- Exercise -
Reproduce all the data exactly, without pictures.

- Items from a dataset -
▶

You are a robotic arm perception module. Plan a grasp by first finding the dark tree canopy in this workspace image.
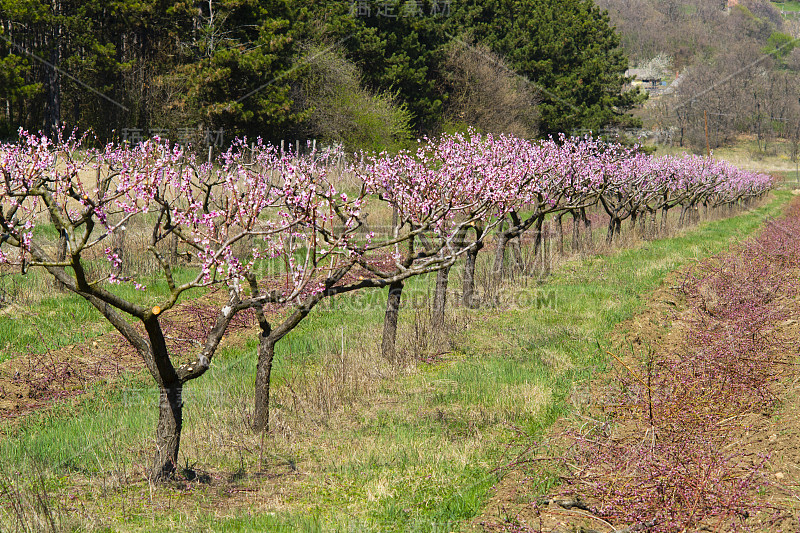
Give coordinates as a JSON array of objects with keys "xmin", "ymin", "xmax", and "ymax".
[
  {"xmin": 448, "ymin": 0, "xmax": 643, "ymax": 134},
  {"xmin": 1, "ymin": 0, "xmax": 641, "ymax": 141}
]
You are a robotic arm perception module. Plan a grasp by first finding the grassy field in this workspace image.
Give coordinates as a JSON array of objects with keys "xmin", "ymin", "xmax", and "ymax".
[
  {"xmin": 655, "ymin": 137, "xmax": 800, "ymax": 176},
  {"xmin": 772, "ymin": 0, "xmax": 800, "ymax": 12},
  {"xmin": 778, "ymin": 169, "xmax": 800, "ymax": 186},
  {"xmin": 0, "ymin": 266, "xmax": 204, "ymax": 363},
  {"xmin": 0, "ymin": 190, "xmax": 792, "ymax": 532}
]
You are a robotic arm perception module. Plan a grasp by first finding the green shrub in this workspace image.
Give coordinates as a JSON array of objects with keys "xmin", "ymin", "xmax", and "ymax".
[{"xmin": 292, "ymin": 45, "xmax": 413, "ymax": 153}]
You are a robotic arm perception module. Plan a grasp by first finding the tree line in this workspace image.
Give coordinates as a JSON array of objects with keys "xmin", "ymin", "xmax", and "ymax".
[{"xmin": 0, "ymin": 0, "xmax": 643, "ymax": 149}]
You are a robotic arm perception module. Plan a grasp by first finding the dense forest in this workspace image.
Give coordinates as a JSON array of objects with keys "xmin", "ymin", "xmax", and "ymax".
[
  {"xmin": 597, "ymin": 0, "xmax": 800, "ymax": 153},
  {"xmin": 0, "ymin": 0, "xmax": 643, "ymax": 150}
]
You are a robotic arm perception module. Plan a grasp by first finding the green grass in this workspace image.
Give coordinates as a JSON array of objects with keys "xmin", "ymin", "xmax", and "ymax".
[
  {"xmin": 772, "ymin": 0, "xmax": 800, "ymax": 12},
  {"xmin": 777, "ymin": 169, "xmax": 800, "ymax": 185},
  {"xmin": 0, "ymin": 191, "xmax": 792, "ymax": 532},
  {"xmin": 0, "ymin": 266, "xmax": 201, "ymax": 363}
]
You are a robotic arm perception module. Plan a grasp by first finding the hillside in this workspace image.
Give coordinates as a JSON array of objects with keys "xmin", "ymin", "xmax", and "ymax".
[{"xmin": 598, "ymin": 0, "xmax": 800, "ymax": 155}]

◀

- Response box -
You are a robotic arm perception module. Plan a grasp by first finding the dark tree canopy in this workspace image.
Give coordinates as a JSON array of objects with keys "xmin", "ymin", "xmax", and "ymax".
[
  {"xmin": 448, "ymin": 0, "xmax": 643, "ymax": 134},
  {"xmin": 1, "ymin": 0, "xmax": 641, "ymax": 141}
]
You are a robotic arm perception module. Plan a grasp by first finding the grassy field in this workspace image.
Give coordinates as a JSON array of objects with keys "xmin", "ymin", "xmax", and "ymax".
[
  {"xmin": 655, "ymin": 137, "xmax": 800, "ymax": 176},
  {"xmin": 772, "ymin": 0, "xmax": 800, "ymax": 12},
  {"xmin": 778, "ymin": 169, "xmax": 800, "ymax": 186},
  {"xmin": 0, "ymin": 266, "xmax": 204, "ymax": 363},
  {"xmin": 0, "ymin": 190, "xmax": 792, "ymax": 532}
]
You are a robotic arm perception module. Plan a grasp by first finding the green shrub in this workspace image.
Give coordinates as a JSON array of objects with keys "xmin", "ymin", "xmax", and "ymax".
[{"xmin": 292, "ymin": 45, "xmax": 413, "ymax": 153}]
You are a robotic arm perception module. Plan a grasp by first finding the tree line in this workspace image.
Give coordinates as a JSON array of objects with keys "xmin", "ymin", "xmax", and "ymax".
[{"xmin": 0, "ymin": 0, "xmax": 643, "ymax": 149}]
You are a robotic arm perception module. Plan a grasp by first finding the dense forest in this workspace image.
Give coordinates as a JSON array of objects with keys "xmin", "ymin", "xmax", and "ymax".
[
  {"xmin": 597, "ymin": 0, "xmax": 800, "ymax": 153},
  {"xmin": 0, "ymin": 0, "xmax": 643, "ymax": 150}
]
You are a robotic arm perception module. Plan a grasp by first finding the green grass in this workspace image.
Give coordinates as a JSON array of objects with keys "xmin", "ymin", "xmax", and "ymax".
[
  {"xmin": 772, "ymin": 0, "xmax": 800, "ymax": 12},
  {"xmin": 777, "ymin": 169, "xmax": 800, "ymax": 185},
  {"xmin": 0, "ymin": 191, "xmax": 792, "ymax": 532},
  {"xmin": 0, "ymin": 266, "xmax": 201, "ymax": 363}
]
You are a robotic arm perception module. Plan a grasp by first finding the hillside in this workspace image.
Give coordinates as a JSON array of objects with keys "xmin", "ymin", "xmax", and "ymax".
[{"xmin": 598, "ymin": 0, "xmax": 800, "ymax": 155}]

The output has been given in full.